# Exercise description
Could you copy out, word for word, the stretch of the piece on aging in place from "However, current UK" through "to their communities."?

How can we help people age well in place?
What do people want from their housing as they age? Perhaps unsurprisingly, most people want to stay within their home environment for as long as possible.
A 2015 study by the Strategic Society Centre found that 80% of older homeowners wished to stay where they are.
What do people want from their housing as they age? Perhaps unsurprisingly, most people want to stay within their home environment for as long as possible. A 2015 study by the Strategic Society Centre found that 80% of older homeowners wished to stay where they are. In our major report with Ipsos MORI – Later Life in 2015 - we found that having strong social connections help some people to overcome disadvantages such as poor health or a lack of financial security.
We also found that people felt maintaining strong local social networks depended, in part, on how long they had lived in their local area. Many had been in their home for a number of years so had strong networks and were, understandably, reluctant to move out of their home, which were full of memories and often the place where they had raised their family.
However, current UK housing stock is generally not well suited for people as they age. And the implications of this are costly – the 2015 Building Research Establishment (BRE) report, ‘The cost of poor housing to the NHS’, found that the impact of poor housing on health is similar to that of smoking or alcohol. Evidence from Foundations, the national body for home improvement agencies, found that adapting your home can delay a move into residential care by four years. While this is a huge cost saving, more importantly, it is allowing people the opportunity to remain in their homes and connected to their communities.

# Available data
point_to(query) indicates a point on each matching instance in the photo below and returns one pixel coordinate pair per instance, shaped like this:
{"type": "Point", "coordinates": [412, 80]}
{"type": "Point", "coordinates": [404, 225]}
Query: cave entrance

# Exercise answer
However, current UK housing stock is generally not well suited for people as they age. And the implications of this are costly – the 2015 Building Research Establishment (BRE) report, ‘The cost of poor housing to the NHS’, found that the impact of poor housing on health is similar to that of smoking or alcohol. Evidence from Foundations, the national body for home improvement agencies, found that adapting your home can delay a move into residential care by four years. While this is a huge cost saving, more importantly, it is allowing people the opportunity to remain in their homes and connected to their communities.